Reproduce the entire listing word for word.

+ + + + + + +

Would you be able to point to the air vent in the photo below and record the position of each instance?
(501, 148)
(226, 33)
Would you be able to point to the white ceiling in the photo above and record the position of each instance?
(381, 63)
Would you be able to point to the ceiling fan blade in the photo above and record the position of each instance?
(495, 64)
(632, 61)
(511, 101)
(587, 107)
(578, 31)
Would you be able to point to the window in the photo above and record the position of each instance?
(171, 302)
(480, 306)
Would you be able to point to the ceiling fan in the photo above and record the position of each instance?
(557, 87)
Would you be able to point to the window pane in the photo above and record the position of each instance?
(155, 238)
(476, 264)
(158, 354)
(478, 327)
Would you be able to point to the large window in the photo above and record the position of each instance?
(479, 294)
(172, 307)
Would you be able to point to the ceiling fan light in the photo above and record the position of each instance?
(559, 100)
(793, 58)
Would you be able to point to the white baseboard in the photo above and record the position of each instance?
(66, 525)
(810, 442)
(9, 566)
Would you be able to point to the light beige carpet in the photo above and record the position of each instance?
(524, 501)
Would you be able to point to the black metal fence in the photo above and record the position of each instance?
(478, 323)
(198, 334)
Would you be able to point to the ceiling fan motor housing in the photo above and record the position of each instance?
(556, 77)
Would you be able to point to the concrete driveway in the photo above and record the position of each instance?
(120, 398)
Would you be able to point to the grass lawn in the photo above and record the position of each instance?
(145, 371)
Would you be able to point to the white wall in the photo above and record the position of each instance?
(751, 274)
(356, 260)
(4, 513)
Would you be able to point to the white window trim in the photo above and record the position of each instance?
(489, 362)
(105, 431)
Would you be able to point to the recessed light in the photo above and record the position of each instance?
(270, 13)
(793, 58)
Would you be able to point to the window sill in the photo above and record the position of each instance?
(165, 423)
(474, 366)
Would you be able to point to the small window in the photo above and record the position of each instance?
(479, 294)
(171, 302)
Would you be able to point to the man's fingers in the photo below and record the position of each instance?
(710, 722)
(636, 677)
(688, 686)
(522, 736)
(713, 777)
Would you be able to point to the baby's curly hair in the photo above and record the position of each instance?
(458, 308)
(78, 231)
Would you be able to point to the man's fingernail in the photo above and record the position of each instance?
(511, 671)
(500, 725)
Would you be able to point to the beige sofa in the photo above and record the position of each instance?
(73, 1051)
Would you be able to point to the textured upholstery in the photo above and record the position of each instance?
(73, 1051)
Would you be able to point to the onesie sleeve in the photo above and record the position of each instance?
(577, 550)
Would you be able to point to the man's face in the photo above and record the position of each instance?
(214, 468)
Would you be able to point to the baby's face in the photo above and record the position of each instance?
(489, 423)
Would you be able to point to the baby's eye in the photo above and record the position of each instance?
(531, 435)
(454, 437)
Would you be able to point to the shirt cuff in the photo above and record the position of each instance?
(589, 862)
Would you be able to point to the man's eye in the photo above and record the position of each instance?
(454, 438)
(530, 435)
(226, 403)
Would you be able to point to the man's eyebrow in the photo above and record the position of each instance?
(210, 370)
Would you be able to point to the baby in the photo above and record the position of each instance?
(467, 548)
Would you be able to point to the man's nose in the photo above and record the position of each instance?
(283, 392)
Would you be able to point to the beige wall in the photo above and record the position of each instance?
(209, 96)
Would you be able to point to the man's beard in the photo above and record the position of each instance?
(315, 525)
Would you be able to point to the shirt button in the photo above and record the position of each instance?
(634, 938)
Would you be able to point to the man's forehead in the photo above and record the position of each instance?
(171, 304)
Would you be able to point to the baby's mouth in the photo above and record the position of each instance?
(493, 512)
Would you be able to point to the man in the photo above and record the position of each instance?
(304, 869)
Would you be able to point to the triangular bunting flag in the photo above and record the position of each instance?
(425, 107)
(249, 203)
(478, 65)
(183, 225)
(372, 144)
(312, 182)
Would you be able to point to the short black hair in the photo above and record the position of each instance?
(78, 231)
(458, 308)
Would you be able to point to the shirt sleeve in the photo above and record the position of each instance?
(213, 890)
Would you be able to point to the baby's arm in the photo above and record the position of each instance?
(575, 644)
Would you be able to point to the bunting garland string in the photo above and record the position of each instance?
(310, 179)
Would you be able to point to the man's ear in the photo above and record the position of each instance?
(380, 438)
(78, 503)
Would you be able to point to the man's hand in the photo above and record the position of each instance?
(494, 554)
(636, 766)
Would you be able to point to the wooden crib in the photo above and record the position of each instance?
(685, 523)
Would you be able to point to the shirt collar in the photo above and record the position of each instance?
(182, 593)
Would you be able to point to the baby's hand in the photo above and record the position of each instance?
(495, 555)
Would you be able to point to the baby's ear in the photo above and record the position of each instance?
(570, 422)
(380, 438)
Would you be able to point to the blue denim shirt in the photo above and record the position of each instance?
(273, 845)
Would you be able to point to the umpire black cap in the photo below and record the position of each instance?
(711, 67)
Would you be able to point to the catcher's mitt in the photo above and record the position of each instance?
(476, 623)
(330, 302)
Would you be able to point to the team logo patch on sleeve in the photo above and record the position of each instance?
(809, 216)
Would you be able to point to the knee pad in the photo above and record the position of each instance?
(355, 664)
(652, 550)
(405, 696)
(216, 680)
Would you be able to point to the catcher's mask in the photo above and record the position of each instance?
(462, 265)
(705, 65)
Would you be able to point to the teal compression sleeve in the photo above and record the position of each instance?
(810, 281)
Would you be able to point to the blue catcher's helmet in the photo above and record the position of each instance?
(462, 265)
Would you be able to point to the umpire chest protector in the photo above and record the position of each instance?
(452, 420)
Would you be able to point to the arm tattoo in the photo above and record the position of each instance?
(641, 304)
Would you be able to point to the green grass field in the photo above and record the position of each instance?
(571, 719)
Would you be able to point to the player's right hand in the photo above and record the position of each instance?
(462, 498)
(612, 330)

+ + + + + + +

**COMPLETE ANSWER**
Would you be able to point to the air vent in the photo below and record the position of each instance?
(501, 148)
(226, 33)
Would you be able to point to the white ceiling in the photo above and record the position of each instance?
(381, 63)
Would you be able to point to the ceiling fan blade in the photo above and record the position of each instance?
(495, 64)
(632, 61)
(511, 101)
(587, 107)
(578, 31)
Would you be able to point to the window in the photo above and record the position of each instance?
(171, 302)
(480, 306)
Would you be able to point to the ceiling fan in the photo above and record the position of each instance?
(557, 87)
Would you be able to point to the window pane in the photo above and record the position of each instance?
(155, 238)
(476, 264)
(158, 354)
(478, 327)
Would you be able to point to the large window in the photo above and record the position of each instance?
(479, 294)
(172, 307)
Would you be able to point to the ceiling fan light in the photo above and record the position of each instance?
(559, 100)
(793, 58)
Would you be able to point to the white baseboard in the photo above and record the position of each instance?
(66, 525)
(810, 442)
(9, 566)
Would you be able to point to the light beige carpet in the photo above and record the position of each instance?
(524, 501)
Would you be able to point to the black metal fence in the photo above and record the position of each instance?
(478, 323)
(198, 334)
Would you be able to point to the ceiling fan motor housing in the photo above and record the position of each instance?
(556, 77)
Would you be able to point to the concrete driveway in the photo above and record the position of each instance?
(120, 398)
Would you be able to point to the grass lawn in the photo above and record the position of each instance?
(145, 371)
Would you be able to point to the white wall in the photo above and record the position of each instance?
(751, 274)
(356, 260)
(4, 513)
Would you be able to point to the white window trim in the photo above and record the position of each instance?
(489, 362)
(105, 431)
Would you be able to point to the recessed light in the photo above and record the position of each instance?
(270, 13)
(793, 58)
Would you be able to point to the window sill in the photo above and record the position of each instance?
(165, 423)
(474, 366)
Would you be able to point to the small window in the photo above and record the position of each instance?
(479, 294)
(171, 302)
Would you be able to point to the man's fingers in the photo below and record the position of each instance?
(710, 722)
(636, 677)
(688, 686)
(522, 736)
(713, 777)
Would you be able to point to the baby's curly hair in the photo above and record the position of each instance?
(458, 308)
(78, 231)
Would you be able to point to the man's fingernail in the photo above and record the position of each instance?
(511, 671)
(500, 725)
Would you be able to point to the beige sofa in the photo above and record the position of each instance?
(73, 1051)
Would you be able to point to the textured upholstery in the photo above and record the position of each instance?
(73, 1051)
Would you be able to point to the onesie sleeve in the photo above and record the position of each instance?
(577, 550)
Would you be able to point to the man's face in the photo above and record the position of each instance?
(214, 468)
Would you be able to point to the baby's face in the photo above and record the position of each instance?
(489, 423)
Would you be able to point to the baby's eye in the photo above and record the position of each instance?
(531, 435)
(454, 437)
Would you be able to point to the shirt cuff in the photo above and record the position of each instance?
(589, 862)
Would you be able to point to the man's eye in the photo above and record the position of each instance?
(454, 438)
(530, 435)
(226, 403)
Would you be able to point to the man's eyebrow in the photo above and record the position of each instance?
(210, 370)
Would you be able to point to the baby in the photo above and record the position of each instance?
(467, 548)
Would you be able to point to the man's nose in the photo above and record the position of each instance?
(283, 392)
Would you be able to point to the beige wall in the photo above and record the position of each instance?
(209, 96)
Would you be able to point to the man's beard in the photo above and record the position of each instance?
(315, 525)
Would you be able to point to the shirt button in the photo above and record the position of each instance?
(634, 938)
Would you be able to point to the man's forehead in the photo above and record the position of each instance?
(171, 304)
Would you be able to point to the baby's mouth in the photo above and record the position of each instance?
(493, 512)
Would you be able to point to the man in the photo above and record the position of each instance?
(304, 869)
Would you be able to point to the triangular bunting flag in the photo above and record the position of each instance?
(425, 107)
(249, 203)
(478, 65)
(183, 225)
(372, 144)
(312, 182)
Would you be able to point to the short black hair in the photo above and record the position of each instance?
(78, 231)
(458, 308)
Would you be able to point to the shirt sleeve in the photo above and record the position of each instance?
(213, 890)
Would you be able to point to the baby's arm in the photo above and record the position of each instance?
(575, 644)
Would you be able to point to the bunting garland string in the photo above and record the position of each instance?
(310, 179)
Would you be able to point to the man's ear in the photo above and record the position of each instance?
(380, 438)
(78, 503)
Would you be able to point to the man's hand in the photo above and record the position of each instance?
(494, 554)
(636, 766)
Would you be able to point to the wooden crib in the photo above and record the position of each instance?
(685, 523)
Would you be able to point to the shirt collar in the photo above and record the position of each instance?
(182, 593)
Would you be able to point to the baby's hand in the photo above and record the position of each instance?
(495, 555)
Would you be able to point to the baby's ear in the photo above and record the position of each instance?
(570, 422)
(380, 438)
Would you be able to point to the blue denim shirt in the photo above and record the position of each instance?
(273, 845)
Would you be able to point to the umpire black cap in the photo below and record the position of each instance?
(711, 67)
Would you be able to point to the catcher's mitt in the photo above and record the position of each instance?
(476, 623)
(330, 302)
Would you be able to point to the team logo patch on sleeve in the photo above and record the position of each instance?
(809, 216)
Would you be able to point to the knee pad in the photo above and record the position of each instance?
(355, 664)
(652, 550)
(405, 696)
(216, 680)
Would you be able to point to the catcher's mask in the photo above and record the position of each instance?
(462, 265)
(705, 65)
Would you be able to point to the teal compression sleeve in the photo above and record the position of each instance?
(810, 281)
Would you be able to point to the blue catcher's helmet in the photo above and record the position of each instance?
(462, 265)
Would you be able to point to the umpire chest protector in the photo above and record the position of each instance?
(452, 420)
Would you be able to point to the arm tattoo in the photo above and record the position of each instance?
(641, 304)
Would you be able to point to the green grass field in the photo above and record the position of each instance?
(571, 719)
Would you be able to point to the player's right hand in the photo above and record the position of each instance?
(462, 498)
(612, 330)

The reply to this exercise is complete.